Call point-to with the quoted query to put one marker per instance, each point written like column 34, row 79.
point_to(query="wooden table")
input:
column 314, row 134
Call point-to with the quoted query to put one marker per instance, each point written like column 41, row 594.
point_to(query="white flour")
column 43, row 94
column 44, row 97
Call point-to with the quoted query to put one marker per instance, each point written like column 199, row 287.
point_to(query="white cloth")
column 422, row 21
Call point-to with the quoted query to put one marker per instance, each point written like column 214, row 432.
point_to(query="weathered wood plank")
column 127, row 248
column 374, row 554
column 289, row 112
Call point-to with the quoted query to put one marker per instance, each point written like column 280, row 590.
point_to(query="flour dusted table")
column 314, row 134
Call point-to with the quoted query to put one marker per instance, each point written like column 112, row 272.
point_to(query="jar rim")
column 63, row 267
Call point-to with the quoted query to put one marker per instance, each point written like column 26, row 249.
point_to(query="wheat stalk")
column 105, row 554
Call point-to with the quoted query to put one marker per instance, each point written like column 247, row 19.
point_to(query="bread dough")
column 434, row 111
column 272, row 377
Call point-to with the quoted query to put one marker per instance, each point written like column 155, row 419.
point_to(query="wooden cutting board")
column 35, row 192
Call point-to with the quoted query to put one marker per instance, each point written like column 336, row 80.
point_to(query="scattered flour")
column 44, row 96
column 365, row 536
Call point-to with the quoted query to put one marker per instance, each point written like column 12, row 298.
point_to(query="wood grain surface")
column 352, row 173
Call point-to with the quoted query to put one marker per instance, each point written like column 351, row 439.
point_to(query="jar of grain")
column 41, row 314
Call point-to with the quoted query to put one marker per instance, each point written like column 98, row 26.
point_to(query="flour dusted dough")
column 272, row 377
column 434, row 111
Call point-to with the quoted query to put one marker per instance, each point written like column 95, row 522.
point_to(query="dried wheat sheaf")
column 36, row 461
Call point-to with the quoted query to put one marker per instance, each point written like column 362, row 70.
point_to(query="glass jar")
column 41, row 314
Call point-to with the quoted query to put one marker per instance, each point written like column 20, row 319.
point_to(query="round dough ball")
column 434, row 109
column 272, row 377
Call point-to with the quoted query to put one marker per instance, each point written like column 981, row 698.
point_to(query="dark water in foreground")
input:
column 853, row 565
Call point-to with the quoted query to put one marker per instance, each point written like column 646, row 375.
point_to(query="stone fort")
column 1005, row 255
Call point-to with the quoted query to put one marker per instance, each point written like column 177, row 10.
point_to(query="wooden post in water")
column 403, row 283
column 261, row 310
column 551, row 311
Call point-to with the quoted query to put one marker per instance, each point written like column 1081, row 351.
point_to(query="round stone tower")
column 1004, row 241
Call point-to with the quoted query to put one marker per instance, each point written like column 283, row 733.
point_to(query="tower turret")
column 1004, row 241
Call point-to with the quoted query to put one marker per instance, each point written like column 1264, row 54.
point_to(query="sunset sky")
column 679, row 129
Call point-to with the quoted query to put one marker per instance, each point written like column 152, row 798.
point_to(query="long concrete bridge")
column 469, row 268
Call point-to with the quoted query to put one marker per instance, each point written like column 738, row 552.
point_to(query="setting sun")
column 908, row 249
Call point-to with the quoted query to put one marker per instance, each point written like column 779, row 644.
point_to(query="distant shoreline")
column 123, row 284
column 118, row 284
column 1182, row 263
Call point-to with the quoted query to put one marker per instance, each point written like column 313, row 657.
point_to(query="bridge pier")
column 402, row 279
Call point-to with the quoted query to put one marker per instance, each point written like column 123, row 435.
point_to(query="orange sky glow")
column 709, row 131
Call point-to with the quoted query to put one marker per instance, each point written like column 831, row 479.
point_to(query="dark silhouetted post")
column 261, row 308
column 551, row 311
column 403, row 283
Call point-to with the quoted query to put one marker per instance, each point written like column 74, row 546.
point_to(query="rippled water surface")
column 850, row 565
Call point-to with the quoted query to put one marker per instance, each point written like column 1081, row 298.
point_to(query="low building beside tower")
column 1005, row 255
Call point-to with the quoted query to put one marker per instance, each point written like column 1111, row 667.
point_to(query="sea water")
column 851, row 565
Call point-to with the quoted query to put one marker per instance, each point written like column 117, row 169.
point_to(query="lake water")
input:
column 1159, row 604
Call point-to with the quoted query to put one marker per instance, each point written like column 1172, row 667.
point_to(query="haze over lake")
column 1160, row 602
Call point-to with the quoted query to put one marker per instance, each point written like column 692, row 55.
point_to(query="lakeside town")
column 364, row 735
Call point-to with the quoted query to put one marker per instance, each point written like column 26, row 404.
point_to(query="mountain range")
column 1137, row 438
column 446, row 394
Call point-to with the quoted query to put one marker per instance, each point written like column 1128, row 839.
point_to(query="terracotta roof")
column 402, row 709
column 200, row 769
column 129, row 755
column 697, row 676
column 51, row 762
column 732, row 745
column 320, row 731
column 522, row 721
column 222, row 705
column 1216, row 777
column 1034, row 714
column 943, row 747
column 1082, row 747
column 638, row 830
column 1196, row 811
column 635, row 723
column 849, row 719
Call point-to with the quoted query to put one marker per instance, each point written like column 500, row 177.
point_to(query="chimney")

★ ★ ★

Copy out every item above, changing "marker" to "dot" each time it appears and leaving the rest untouched.

Call point-to with the quoted query to put one dot per instance, each point written like column 34, row 79.
point_to(query="wooden table")
input:
column 314, row 134
Call point-to with the quoted query to put one dot per instance, each point written like column 41, row 594.
point_to(query="white flour")
column 43, row 94
column 44, row 97
Call point-to with the quoted query to put one dot per instance, each point written like column 199, row 287.
point_to(query="white cloth")
column 422, row 21
Call point-to with the quoted query to put one dot per instance, each point written like column 214, row 432.
point_to(query="weathered wood plank")
column 127, row 248
column 374, row 554
column 289, row 112
Call point-to with the quoted query to put one dot per instance, each point written like column 280, row 590.
point_to(query="flour dusted table")
column 314, row 134
Call point-to with the quoted query to put one dot per instance, each point written like column 112, row 272.
point_to(query="jar rim")
column 63, row 267
Call point-to with the quoted query to put one dot per instance, each point written like column 26, row 249.
point_to(query="wheat stalk")
column 105, row 554
Call point-to with the quoted query to put one dot per instance, each point written like column 247, row 19.
point_to(query="bread dough")
column 434, row 111
column 272, row 377
Call point-to with the quoted query to put one dot per instance, each point written like column 155, row 419.
point_to(query="wooden cutting board")
column 35, row 192
Call point-to with the quoted query to put one dot per instance, each point written like column 336, row 80.
point_to(query="scattered flour")
column 44, row 96
column 365, row 536
Call point-to with the quoted query to put one dot per instance, each point written like column 12, row 298.
point_to(query="wood grain surface")
column 352, row 173
Call point-to with the quoted query to put one dot per instance, each point written like column 351, row 439.
point_to(query="jar of grain")
column 41, row 314
Call point-to with the quoted query to put one dot per instance, each point written like column 98, row 26.
point_to(query="flour dusted dough")
column 272, row 377
column 434, row 111
Call point-to with the quoted query to put one dot per instance, each point written like column 95, row 522.
point_to(query="dried wheat sheaf")
column 36, row 461
Call point-to with the quoted query to put one dot per instance, each point written like column 362, row 70.
point_to(query="glass jar")
column 41, row 314
Call point-to with the quoted query to put one dot per instance, each point written like column 20, row 319.
point_to(query="round dough ball")
column 434, row 109
column 272, row 377
Call point-to with the quoted query to put one dot per instance, each point written like column 981, row 698.
point_to(query="dark water in foreground")
input:
column 853, row 565
Call point-to with the quoted query to put one dot per instance, each point written like column 646, row 375.
point_to(query="stone fort")
column 1005, row 255
Call point-to with the quoted query to put one dot per instance, each point written like column 177, row 10.
point_to(query="wooden post in water")
column 403, row 283
column 261, row 310
column 551, row 311
Call point-to with the quoted query to put one dot per instance, each point written like column 1081, row 351.
point_to(query="round stone tower")
column 1004, row 241
Call point-to with the quoted query to put one dot per instance, each point written like column 283, row 733.
point_to(query="tower turret")
column 1004, row 241
Call point-to with the quoted query to put one dot per instance, each point written like column 1264, row 54.
point_to(query="sunset sky")
column 679, row 129
Call point-to with the quoted query to put one dot per instance, each point written like column 152, row 798.
point_to(query="long concrete bridge")
column 469, row 268
Call point-to with the quoted query to put one dot per instance, each point written like column 738, row 552.
point_to(query="setting sun")
column 908, row 249
Call point-to with the quoted query to put one dot per instance, each point written like column 779, row 644.
point_to(query="distant shoreline")
column 123, row 284
column 118, row 284
column 1182, row 263
Call point-to with the quoted query to put one dot per instance, each point written like column 313, row 657.
point_to(query="bridge pier")
column 402, row 279
Call point-to with the quoted query to put one dot per instance, each point written like column 123, row 435.
point_to(query="orange sky glow")
column 709, row 131
Call point-to with the quoted query to put one dot per instance, each point written like column 831, row 479.
point_to(query="dark silhouetted post")
column 261, row 308
column 551, row 311
column 403, row 283
Call point-to with the quoted query to put one dot per instance, each point written like column 74, row 546.
point_to(query="rippled water surface")
column 850, row 565
Call point-to with the quoted query to put one dot per instance, each point written like column 1081, row 298.
point_to(query="low building beside tower")
column 1005, row 255
Call point-to with the quoted query to put one dot per instance, each point written like column 1111, row 667.
point_to(query="sea water")
column 851, row 565
Call point-to with the quoted query to put one dot per instance, each point written like column 117, row 169.
point_to(query="lake water")
input:
column 1159, row 604
Call point-to with the quoted query to put one dot per instance, each point written like column 1172, row 667.
point_to(query="haze over lake")
column 1160, row 602
Call point-to with the quoted query to put one dot per instance, each point written like column 692, row 55.
point_to(query="lakeside town")
column 364, row 735
Call point-to with the quoted query to put one dot per instance, each point written like column 26, row 404.
point_to(query="mountain range")
column 1137, row 438
column 446, row 394
Call point-to with the quoted query to put one dot per instance, each point written like column 1128, row 839.
point_to(query="terracotta roof")
column 402, row 709
column 200, row 769
column 129, row 755
column 697, row 676
column 51, row 762
column 732, row 745
column 320, row 731
column 522, row 721
column 222, row 705
column 1216, row 777
column 1034, row 714
column 943, row 747
column 1082, row 747
column 638, row 830
column 1196, row 811
column 635, row 723
column 849, row 719
Call point-to with the quoted query to put one dot per instance, each point written like column 500, row 177.
point_to(query="chimney")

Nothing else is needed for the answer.